[Written task] Present every line of the data below as a Markdown table with the columns Row and Line. Number each line in order and leave out blank lines.

[Entries pointing to named objects]
☆ ☆ ☆ ☆ ☆ ☆ ☆

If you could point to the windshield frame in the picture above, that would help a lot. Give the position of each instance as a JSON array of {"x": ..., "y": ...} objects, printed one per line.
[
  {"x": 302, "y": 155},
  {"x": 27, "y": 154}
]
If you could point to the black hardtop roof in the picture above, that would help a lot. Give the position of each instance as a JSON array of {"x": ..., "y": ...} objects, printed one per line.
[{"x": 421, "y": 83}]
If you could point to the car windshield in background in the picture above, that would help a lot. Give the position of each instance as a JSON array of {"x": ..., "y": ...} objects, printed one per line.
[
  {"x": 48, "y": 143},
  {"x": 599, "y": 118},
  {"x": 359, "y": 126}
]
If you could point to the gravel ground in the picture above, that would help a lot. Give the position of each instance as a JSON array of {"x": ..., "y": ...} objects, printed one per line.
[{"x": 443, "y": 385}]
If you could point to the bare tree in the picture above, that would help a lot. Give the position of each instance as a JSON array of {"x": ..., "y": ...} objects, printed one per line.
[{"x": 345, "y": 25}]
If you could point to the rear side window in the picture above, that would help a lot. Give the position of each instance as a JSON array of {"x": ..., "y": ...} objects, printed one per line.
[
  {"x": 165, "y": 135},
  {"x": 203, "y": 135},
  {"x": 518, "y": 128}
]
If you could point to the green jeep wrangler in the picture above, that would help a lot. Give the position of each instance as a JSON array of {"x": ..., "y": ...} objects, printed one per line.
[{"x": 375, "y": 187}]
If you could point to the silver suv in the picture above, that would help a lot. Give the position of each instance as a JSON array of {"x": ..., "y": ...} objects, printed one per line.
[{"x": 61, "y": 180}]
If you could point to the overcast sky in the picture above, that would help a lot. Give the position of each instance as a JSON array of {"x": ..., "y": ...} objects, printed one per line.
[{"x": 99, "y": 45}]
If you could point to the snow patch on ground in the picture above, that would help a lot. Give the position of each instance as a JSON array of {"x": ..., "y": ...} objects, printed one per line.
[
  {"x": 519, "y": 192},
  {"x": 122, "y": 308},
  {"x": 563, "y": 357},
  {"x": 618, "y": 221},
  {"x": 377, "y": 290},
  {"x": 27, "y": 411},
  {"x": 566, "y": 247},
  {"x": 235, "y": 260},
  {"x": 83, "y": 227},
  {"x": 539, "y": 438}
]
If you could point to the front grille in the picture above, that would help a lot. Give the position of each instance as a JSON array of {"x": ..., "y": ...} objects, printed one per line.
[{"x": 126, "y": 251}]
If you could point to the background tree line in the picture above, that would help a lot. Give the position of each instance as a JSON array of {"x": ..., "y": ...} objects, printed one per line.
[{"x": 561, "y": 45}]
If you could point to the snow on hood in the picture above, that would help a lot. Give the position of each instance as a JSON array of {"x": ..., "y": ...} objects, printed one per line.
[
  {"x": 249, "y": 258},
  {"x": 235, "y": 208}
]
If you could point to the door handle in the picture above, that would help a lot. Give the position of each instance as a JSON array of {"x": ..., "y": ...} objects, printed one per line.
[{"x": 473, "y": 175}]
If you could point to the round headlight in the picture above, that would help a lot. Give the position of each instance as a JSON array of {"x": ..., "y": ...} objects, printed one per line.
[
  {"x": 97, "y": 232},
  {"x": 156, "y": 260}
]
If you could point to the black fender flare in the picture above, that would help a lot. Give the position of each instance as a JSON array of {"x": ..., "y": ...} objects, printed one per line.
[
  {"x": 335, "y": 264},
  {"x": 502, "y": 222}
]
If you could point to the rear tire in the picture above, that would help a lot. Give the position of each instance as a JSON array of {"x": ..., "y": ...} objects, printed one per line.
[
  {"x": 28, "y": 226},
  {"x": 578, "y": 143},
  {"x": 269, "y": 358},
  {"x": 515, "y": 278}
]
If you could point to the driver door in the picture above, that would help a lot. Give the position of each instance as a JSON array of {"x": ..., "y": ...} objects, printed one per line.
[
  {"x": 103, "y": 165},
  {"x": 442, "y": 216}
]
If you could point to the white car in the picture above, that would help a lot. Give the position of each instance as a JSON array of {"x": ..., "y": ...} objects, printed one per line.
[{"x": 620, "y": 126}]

☆ ☆ ☆ ☆ ☆ ☆ ☆

[The reply]
| Row | Line |
|---|---|
| 1 | If you could point to the windshield frame in the picture above, that would help a lot. Give the position of each instance as a JSON array of {"x": ..., "y": ...} objects, printed one per line. |
| 2 | [ |
| 3 |   {"x": 302, "y": 155}, |
| 4 |   {"x": 27, "y": 154} |
| 5 | ] |
| 6 | If you could point to the black hardtop roof in the picture above, that would help a lot. Give the position of each instance as a JSON array of {"x": ..., "y": ...} objects, printed one per line. |
| 7 | [{"x": 421, "y": 83}] |
| 8 | If you could point to the car windshield in background in the picture above, that would help a lot. Give the position of each instance as a JSON array of {"x": ..., "y": ...} objects, printed one per line. |
| 9 | [ |
| 10 |   {"x": 48, "y": 143}, |
| 11 |   {"x": 599, "y": 118}, |
| 12 |   {"x": 359, "y": 126} |
| 13 | ] |
| 14 | If you could point to the gravel ground in the picture above, that would help a lot. Give the position of each instance as a JSON array of {"x": ..., "y": ...} objects, printed one per line. |
| 15 | [{"x": 443, "y": 385}] |
| 16 | If you could point to the bare tree in the picture above, that would help a lot. Give the position of each instance as a JSON array of {"x": ..., "y": ...} objects, printed one per line. |
| 17 | [{"x": 345, "y": 25}] |
| 18 | If you could point to the rear side window in the picture above, that would help a lot. Give the position of each instance as a JSON array of {"x": ..., "y": ...} objects, printed one per line. |
| 19 | [ |
| 20 |   {"x": 165, "y": 135}, |
| 21 |   {"x": 203, "y": 135}, |
| 22 |   {"x": 518, "y": 128} |
| 23 | ] |
| 24 | If you could point to the green jeep wrangler in the picture above, that would help a lot. Give the position of each instance as a JSON array of {"x": ..., "y": ...} objects, printed one per line. |
| 25 | [{"x": 375, "y": 187}] |
| 26 | If you could point to the silver suv in the picture above, that would help a lot. Give the position of each instance as a JSON array of {"x": ..., "y": ...} objects, printed one per line. |
| 27 | [{"x": 61, "y": 180}] |
| 28 | If you could point to the overcast sky in the picture above, that would help a lot. Give the position of each instance as a JSON array of {"x": ..., "y": ...} objects, printed one per line. |
| 29 | [{"x": 99, "y": 45}] |
| 30 | If you could point to the snow patch on ground in the picture above, that would help a lot. Give the position of each instance as a JSON array of {"x": ..., "y": ...} objects, printed one per line. |
| 31 | [ |
| 32 |   {"x": 519, "y": 192}, |
| 33 |   {"x": 122, "y": 308}, |
| 34 |   {"x": 563, "y": 357}, |
| 35 |   {"x": 618, "y": 221}, |
| 36 |   {"x": 377, "y": 290}, |
| 37 |   {"x": 27, "y": 411}, |
| 38 |   {"x": 566, "y": 247}, |
| 39 |   {"x": 235, "y": 260}, |
| 40 |   {"x": 83, "y": 227}, |
| 41 |   {"x": 539, "y": 438} |
| 42 | ] |
| 43 | If you could point to the front grille in the picture above, that would help a lot. Give the position of each instance as a JSON array of {"x": ..., "y": ...} objects, printed one per line. |
| 44 | [{"x": 126, "y": 251}] |
| 45 | If you could point to the background tree line in the picture above, that would help a lot. Give the position of each instance as a JSON array of {"x": ..., "y": ...} objects, printed one per line. |
| 46 | [{"x": 561, "y": 45}] |
| 47 | If you could point to the snow on hood in the picture above, that would help a lot. Give the position of each instance as a JSON array of {"x": ..., "y": ...} objects, printed one per line. |
| 48 | [ |
| 49 |   {"x": 249, "y": 258}, |
| 50 |   {"x": 235, "y": 208} |
| 51 | ] |
| 52 | If you could point to the door handle in the picture above, that would help a lot. Give the position of each instance as a JSON array of {"x": ..., "y": ...} objects, printed one per line. |
| 53 | [{"x": 473, "y": 175}] |
| 54 | If you could point to the round headlight in the picture above, that would help a lot. Give the position of each instance as a JSON array of {"x": ..., "y": ...} objects, printed one per line. |
| 55 | [ |
| 56 |   {"x": 97, "y": 232}, |
| 57 |   {"x": 156, "y": 260} |
| 58 | ] |
| 59 | If you could point to the black fender flare in the picture above, that would help a lot. Give the position of each instance as a JSON array of {"x": ..., "y": ...} objects, printed one per line. |
| 60 | [ |
| 61 |   {"x": 335, "y": 264}, |
| 62 |   {"x": 502, "y": 222} |
| 63 | ] |
| 64 | If you could point to the rear tire in the picture above, that would help a lot. Give the position of each instance as a JSON array of {"x": ..., "y": ...} objects, printed one per line. |
| 65 | [ |
| 66 |   {"x": 28, "y": 226}, |
| 67 |   {"x": 578, "y": 143}, |
| 68 |   {"x": 269, "y": 358}, |
| 69 |   {"x": 515, "y": 278} |
| 70 | ] |
| 71 | If you could point to the driver door in the picture above, that would help a lot. Give the position of each instance as a JSON array of {"x": ..., "y": ...} objects, printed one per line. |
| 72 | [ |
| 73 |   {"x": 103, "y": 165}, |
| 74 |   {"x": 442, "y": 216} |
| 75 | ] |
| 76 | If you could point to the white car in the picture above, that would help a lot. Give the position of each instance as a JSON array of {"x": ..., "y": ...} objects, printed one per line. |
| 77 | [{"x": 620, "y": 126}] |